*Supplied text:*

---

See Cocoa Farmers Uproot Their Plants Despite Record Prices by Alexandra Wexler of The WSJ. Excerpts:
"For a period, Ghana distributed fertilizer to cocoa farmers for free in an effort to boost yields. In 2020, the two nations formed a chocolate bloc to impose a premium on buyers of $400 per metric ton of cocoa, a surcharge they said would go directly into the pockets of farmers. None of it has worked.
“Basically Ghana and [Ivory Coast] treated the cocoa sector as kind of a given, just taking the foreign currency,” said Antonie Fountain, managing director of the Voice network, an association of civil society organizations working in sustainable cocoa. “We’ve been saying [for decades], ‘You’re going to have to pay a fair price to farmers, or else at some point, you’re going to run out of farmers’—which is kind of what’s happening now.”"
"Officials, farmers and analysts blame adverse weather in West Africa—wet weather in the dry season and dry weather in the traditional wet season—for much of the current production shortfall. However, West African neighbors Cameroon and Nigeria, which are tied as the world’s fourth-largest cocoa producers, have experienced similar weather and have seen their production increase in recent years.

---

*Problem set:*
a - According to the cocoa excerpts, why has Antonie Fountain said for decades that farmers must be paid a fair price? Answer in one to three sentences.
b - Carry on the cocoa excerpts from their last sentence, in the same reporting tone.
The data comes from a separate source and is unrelated to the cocoa excerpts.

*Data excerpt:*
---

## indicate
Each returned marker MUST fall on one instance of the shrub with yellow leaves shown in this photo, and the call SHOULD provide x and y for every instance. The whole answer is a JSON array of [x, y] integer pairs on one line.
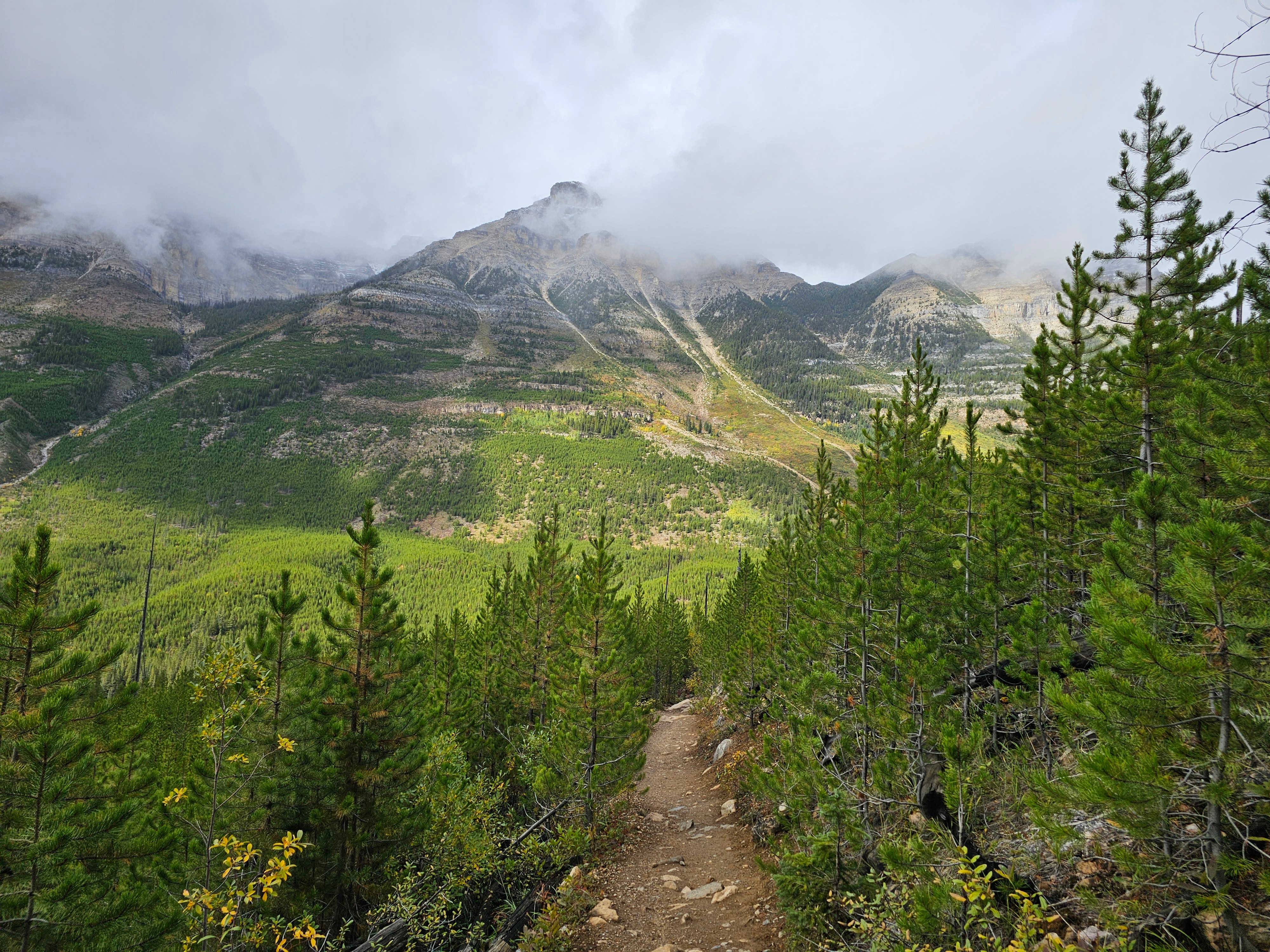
[[225, 913]]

---

*Answers given:*
a - Fountain warned that without a fair price to farmers, the sector would at some point run out of farmers. He says this is roughly what is happening now.

b -
Before the current production drop, farmers in Ivory Coast and Ghana often raised output by cutting down forest to clear space for more cocoa trees. But a new European Union law aimed at protecting the world’s rainforest means that West African farmers have to try to grow more cocoa on the plots they have.
That decision often leads to big upfront costs because it essentially requires farmers to pull up older, less-productive trees and plant new ones to increase production, especially as farms are ravaged by diseases."